§ **WHAT IS REQUIRED**:
Collect every line of the data below that contains the word "blurred", matching case exactly.

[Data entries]

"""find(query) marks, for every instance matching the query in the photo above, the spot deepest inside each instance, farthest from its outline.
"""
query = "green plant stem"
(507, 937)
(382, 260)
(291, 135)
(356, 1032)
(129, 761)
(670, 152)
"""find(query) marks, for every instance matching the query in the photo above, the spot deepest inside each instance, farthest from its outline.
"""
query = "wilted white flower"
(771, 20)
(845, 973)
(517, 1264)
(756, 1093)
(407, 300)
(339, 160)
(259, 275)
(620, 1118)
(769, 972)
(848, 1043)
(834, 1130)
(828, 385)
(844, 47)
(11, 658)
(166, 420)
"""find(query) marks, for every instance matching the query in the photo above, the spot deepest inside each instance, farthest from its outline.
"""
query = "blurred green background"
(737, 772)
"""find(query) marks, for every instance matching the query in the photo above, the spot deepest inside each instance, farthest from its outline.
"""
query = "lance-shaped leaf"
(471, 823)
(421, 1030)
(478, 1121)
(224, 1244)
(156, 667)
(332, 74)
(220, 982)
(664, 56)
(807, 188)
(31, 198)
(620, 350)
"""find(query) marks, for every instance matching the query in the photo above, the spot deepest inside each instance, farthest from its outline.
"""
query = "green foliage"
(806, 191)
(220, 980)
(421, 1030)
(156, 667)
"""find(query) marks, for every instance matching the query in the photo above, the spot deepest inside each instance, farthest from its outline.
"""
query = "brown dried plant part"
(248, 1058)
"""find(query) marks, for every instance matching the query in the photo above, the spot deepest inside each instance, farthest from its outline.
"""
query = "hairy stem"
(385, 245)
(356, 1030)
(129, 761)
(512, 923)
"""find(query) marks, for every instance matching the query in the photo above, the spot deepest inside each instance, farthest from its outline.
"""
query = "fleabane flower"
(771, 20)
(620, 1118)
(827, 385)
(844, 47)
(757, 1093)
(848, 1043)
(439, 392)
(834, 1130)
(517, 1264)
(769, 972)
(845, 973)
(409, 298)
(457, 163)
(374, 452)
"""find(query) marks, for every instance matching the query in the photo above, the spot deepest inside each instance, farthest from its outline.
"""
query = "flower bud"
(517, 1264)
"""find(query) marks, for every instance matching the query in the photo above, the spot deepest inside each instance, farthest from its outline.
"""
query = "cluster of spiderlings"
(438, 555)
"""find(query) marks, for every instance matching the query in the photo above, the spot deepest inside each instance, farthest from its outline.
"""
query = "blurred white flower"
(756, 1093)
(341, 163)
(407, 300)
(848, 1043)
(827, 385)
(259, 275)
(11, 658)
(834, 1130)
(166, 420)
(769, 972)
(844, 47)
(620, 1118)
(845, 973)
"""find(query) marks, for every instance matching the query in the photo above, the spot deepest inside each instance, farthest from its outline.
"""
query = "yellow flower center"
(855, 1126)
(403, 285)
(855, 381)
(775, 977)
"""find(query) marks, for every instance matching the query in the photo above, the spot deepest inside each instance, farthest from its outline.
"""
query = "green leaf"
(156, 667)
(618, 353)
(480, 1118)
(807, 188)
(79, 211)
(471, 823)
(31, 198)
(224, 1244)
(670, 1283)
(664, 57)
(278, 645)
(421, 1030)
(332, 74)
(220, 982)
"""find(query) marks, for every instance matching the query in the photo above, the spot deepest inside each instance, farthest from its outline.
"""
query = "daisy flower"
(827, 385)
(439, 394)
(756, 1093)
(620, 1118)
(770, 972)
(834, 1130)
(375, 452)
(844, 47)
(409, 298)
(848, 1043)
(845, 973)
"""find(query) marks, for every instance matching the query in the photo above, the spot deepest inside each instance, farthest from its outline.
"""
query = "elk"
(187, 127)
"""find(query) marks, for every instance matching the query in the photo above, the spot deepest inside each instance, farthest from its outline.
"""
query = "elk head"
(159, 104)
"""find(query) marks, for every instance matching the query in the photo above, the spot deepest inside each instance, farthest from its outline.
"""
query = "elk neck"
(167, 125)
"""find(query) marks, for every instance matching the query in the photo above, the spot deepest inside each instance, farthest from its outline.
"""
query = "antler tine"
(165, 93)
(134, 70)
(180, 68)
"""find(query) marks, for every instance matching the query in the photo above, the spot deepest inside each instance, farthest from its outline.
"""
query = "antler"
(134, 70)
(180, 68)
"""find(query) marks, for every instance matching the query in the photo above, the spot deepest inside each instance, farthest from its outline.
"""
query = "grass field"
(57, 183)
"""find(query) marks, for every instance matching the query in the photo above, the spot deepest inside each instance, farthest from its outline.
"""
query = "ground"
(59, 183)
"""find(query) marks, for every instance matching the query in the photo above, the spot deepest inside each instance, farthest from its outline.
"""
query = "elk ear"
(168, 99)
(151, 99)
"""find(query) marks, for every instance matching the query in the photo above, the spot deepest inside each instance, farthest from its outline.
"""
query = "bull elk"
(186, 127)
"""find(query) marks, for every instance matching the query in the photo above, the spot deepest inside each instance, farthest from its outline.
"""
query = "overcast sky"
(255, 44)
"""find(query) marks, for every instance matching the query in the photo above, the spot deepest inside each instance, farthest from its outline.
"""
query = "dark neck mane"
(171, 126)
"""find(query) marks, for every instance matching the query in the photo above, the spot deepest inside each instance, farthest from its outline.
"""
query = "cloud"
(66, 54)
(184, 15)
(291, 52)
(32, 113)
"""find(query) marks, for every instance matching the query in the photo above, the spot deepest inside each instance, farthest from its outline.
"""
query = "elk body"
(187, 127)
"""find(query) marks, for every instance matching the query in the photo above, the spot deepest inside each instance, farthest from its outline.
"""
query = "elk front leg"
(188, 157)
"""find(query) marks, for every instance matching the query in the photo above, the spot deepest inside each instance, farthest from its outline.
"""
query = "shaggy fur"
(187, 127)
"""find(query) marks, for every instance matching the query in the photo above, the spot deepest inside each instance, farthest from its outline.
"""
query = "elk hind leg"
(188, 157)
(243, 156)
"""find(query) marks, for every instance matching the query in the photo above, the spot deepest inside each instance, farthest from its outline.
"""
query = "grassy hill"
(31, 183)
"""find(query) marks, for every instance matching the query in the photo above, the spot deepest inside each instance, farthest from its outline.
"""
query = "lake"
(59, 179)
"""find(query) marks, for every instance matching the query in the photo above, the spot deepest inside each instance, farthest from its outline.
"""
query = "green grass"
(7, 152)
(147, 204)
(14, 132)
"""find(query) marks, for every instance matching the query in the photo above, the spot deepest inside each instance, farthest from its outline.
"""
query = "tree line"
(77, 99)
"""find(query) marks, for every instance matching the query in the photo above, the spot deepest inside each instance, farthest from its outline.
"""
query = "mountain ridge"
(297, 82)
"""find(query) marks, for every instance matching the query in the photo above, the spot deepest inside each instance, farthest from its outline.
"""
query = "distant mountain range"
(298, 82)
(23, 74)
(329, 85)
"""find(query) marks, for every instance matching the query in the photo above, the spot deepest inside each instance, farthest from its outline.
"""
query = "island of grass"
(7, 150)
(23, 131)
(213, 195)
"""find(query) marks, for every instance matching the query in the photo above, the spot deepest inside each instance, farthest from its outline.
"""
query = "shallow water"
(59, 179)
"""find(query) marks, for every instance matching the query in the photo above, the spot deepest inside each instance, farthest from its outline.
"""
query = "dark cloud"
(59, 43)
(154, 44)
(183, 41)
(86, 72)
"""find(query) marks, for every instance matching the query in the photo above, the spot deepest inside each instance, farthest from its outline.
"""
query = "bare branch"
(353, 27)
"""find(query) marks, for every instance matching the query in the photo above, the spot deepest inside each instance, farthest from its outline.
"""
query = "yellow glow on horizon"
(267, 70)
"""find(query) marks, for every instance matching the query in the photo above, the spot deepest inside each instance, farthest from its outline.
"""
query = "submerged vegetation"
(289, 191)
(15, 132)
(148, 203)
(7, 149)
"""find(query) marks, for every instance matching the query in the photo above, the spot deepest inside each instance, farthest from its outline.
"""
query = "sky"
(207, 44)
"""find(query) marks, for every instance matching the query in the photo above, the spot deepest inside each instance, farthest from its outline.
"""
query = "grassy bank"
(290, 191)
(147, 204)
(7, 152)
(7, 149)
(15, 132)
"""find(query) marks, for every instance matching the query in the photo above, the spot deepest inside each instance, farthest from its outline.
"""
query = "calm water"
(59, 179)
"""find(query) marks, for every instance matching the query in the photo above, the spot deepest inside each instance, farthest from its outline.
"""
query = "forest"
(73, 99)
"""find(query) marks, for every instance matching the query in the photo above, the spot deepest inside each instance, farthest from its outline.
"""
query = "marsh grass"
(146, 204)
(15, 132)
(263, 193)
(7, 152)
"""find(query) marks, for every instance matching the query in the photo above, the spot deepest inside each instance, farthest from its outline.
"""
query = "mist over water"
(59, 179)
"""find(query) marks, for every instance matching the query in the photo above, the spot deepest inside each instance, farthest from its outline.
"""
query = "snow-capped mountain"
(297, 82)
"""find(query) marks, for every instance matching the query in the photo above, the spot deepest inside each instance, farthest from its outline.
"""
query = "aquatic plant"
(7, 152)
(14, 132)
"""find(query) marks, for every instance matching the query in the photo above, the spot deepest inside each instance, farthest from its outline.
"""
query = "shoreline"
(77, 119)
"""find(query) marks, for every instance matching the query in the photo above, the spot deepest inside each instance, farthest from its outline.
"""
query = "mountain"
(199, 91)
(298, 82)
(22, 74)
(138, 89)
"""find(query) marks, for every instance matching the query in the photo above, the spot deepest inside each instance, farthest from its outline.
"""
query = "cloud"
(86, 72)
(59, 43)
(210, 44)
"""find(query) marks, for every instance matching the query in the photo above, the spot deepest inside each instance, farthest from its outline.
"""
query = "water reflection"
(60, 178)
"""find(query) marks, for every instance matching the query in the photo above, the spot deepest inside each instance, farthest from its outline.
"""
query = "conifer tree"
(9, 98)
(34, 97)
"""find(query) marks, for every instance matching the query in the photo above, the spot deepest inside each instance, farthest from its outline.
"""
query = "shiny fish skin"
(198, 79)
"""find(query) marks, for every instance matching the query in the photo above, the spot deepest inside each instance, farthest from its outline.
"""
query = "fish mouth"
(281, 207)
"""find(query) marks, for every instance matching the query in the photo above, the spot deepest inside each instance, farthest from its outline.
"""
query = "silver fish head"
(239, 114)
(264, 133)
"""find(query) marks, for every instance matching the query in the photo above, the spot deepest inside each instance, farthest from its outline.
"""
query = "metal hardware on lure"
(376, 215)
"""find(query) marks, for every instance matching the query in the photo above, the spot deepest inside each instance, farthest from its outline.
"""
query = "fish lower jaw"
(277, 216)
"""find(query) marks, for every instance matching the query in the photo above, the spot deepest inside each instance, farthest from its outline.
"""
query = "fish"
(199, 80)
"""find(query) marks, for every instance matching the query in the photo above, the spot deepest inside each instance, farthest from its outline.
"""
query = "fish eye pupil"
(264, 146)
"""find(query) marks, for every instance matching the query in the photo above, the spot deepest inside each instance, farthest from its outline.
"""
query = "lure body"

§ **TASK RESPONSE**:
query = "blurred green background"
query = "blurred white flower"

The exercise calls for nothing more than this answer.